Short problem
Determine how many lines of the following rows contain the string "below", treating uppercase and lowercase as distinct. Give only the number.

[BEGIN Material to process]

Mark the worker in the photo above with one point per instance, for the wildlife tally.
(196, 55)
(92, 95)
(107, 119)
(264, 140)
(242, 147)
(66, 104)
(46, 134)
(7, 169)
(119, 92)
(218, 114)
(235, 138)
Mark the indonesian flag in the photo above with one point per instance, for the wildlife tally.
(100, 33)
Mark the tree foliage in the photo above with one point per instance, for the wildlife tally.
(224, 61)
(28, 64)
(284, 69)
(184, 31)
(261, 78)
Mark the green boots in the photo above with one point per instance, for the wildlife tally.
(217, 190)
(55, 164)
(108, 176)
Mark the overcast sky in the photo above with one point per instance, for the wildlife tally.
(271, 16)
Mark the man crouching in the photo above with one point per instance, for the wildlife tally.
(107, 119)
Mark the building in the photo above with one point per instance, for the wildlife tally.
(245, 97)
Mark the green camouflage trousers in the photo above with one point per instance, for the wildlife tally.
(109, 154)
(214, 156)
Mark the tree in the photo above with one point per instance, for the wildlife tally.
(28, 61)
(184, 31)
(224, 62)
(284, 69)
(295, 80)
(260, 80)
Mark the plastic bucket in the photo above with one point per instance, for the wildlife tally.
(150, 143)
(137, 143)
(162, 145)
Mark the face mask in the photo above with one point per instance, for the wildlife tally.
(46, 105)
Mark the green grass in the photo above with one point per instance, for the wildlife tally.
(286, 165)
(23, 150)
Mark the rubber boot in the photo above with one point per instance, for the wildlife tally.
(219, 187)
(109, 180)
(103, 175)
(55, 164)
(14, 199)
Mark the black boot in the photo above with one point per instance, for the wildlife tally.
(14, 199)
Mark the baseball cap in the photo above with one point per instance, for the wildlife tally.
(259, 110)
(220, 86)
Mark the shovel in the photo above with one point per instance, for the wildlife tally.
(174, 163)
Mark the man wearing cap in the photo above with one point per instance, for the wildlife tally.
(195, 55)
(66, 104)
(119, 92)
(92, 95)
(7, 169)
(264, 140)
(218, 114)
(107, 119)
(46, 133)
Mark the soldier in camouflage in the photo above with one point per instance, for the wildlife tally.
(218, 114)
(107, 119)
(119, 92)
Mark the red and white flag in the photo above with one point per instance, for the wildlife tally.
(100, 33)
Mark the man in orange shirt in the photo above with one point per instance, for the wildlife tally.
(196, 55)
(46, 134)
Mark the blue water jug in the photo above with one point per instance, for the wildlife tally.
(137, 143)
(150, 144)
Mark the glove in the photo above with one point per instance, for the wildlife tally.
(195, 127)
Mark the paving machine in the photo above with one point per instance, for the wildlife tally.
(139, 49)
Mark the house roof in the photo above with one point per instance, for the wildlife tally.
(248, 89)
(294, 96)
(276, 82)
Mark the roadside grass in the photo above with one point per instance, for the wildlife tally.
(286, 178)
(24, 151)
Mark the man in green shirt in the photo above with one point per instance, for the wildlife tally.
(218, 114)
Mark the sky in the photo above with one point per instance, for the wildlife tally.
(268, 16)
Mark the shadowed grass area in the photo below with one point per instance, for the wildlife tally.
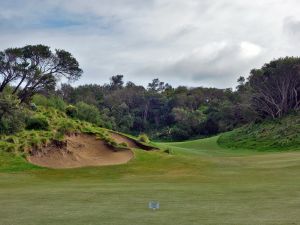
(271, 135)
(197, 182)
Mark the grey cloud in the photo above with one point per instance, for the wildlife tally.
(192, 42)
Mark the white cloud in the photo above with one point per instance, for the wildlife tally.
(192, 42)
(249, 50)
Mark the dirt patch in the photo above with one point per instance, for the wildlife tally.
(131, 143)
(79, 151)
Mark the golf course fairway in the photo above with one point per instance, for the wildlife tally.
(196, 182)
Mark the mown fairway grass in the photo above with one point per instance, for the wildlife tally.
(198, 183)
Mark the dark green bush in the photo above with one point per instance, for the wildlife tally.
(71, 111)
(37, 123)
(52, 101)
(88, 113)
(143, 138)
(12, 116)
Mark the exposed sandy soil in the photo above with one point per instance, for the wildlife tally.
(79, 151)
(120, 139)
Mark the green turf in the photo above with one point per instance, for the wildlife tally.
(197, 183)
(270, 135)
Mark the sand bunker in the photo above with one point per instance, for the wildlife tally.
(80, 151)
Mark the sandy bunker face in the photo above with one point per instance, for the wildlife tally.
(80, 151)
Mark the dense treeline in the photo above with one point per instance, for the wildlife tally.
(159, 110)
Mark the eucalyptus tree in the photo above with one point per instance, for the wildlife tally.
(33, 68)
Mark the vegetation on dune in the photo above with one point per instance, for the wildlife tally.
(273, 134)
(34, 111)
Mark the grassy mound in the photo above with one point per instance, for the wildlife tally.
(48, 124)
(271, 135)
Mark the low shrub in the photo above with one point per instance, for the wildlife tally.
(52, 101)
(71, 111)
(37, 123)
(143, 138)
(12, 115)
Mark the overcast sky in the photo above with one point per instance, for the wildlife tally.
(182, 42)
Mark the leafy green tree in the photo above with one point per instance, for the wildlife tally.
(34, 68)
(276, 87)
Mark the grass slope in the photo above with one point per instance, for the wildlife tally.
(273, 135)
(198, 183)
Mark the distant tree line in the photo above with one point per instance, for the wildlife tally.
(160, 110)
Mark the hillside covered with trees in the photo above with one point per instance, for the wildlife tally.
(31, 76)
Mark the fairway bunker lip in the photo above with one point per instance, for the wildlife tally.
(131, 142)
(79, 150)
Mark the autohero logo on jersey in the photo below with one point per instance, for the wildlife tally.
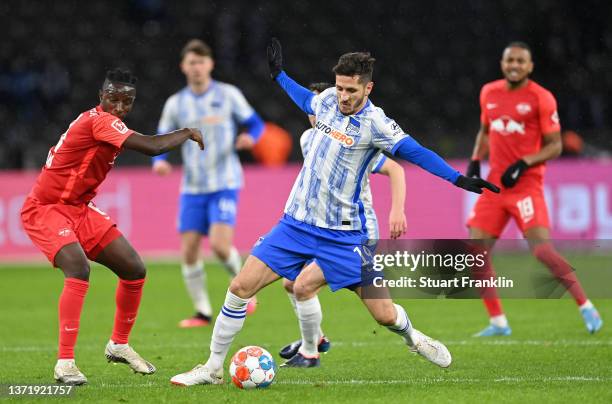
(119, 126)
(507, 126)
(342, 138)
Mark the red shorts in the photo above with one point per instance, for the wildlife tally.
(53, 226)
(526, 205)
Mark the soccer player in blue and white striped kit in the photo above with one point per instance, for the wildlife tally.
(211, 179)
(324, 216)
(304, 300)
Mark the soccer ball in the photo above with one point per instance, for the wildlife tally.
(252, 367)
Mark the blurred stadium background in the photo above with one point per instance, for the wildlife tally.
(432, 59)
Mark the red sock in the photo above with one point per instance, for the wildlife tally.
(560, 268)
(128, 299)
(70, 305)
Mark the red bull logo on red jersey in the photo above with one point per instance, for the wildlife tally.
(507, 126)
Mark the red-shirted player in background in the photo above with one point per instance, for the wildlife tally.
(62, 221)
(520, 130)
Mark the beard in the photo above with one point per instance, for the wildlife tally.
(353, 106)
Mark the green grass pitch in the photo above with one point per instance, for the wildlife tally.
(549, 358)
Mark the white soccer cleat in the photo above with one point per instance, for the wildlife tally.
(125, 354)
(431, 349)
(66, 372)
(198, 375)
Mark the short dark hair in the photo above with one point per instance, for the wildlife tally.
(319, 87)
(120, 76)
(196, 46)
(519, 44)
(356, 64)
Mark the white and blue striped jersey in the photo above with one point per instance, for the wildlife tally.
(330, 187)
(366, 196)
(216, 112)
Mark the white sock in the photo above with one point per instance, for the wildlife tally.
(195, 282)
(402, 326)
(228, 323)
(586, 305)
(499, 321)
(233, 264)
(310, 316)
(293, 301)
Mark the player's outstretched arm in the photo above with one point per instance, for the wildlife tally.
(155, 145)
(301, 96)
(397, 179)
(410, 150)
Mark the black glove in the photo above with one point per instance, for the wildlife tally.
(275, 58)
(473, 169)
(475, 184)
(513, 173)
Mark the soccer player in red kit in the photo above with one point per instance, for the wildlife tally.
(63, 222)
(520, 130)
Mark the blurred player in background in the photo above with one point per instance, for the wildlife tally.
(62, 221)
(211, 180)
(305, 301)
(324, 218)
(520, 130)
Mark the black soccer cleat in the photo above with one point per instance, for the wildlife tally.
(289, 351)
(300, 361)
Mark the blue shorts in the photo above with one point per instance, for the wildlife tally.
(198, 211)
(291, 244)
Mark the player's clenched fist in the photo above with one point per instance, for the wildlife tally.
(275, 58)
(475, 184)
(196, 136)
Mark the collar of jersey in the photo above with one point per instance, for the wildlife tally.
(361, 111)
(194, 95)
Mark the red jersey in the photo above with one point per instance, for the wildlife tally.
(79, 162)
(517, 120)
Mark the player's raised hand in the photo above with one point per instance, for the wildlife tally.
(473, 169)
(475, 184)
(275, 57)
(397, 224)
(244, 141)
(513, 173)
(196, 136)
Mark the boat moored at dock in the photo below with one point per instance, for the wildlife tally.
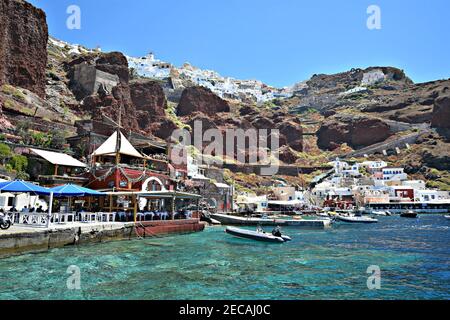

[END Material to process]

Full solution
3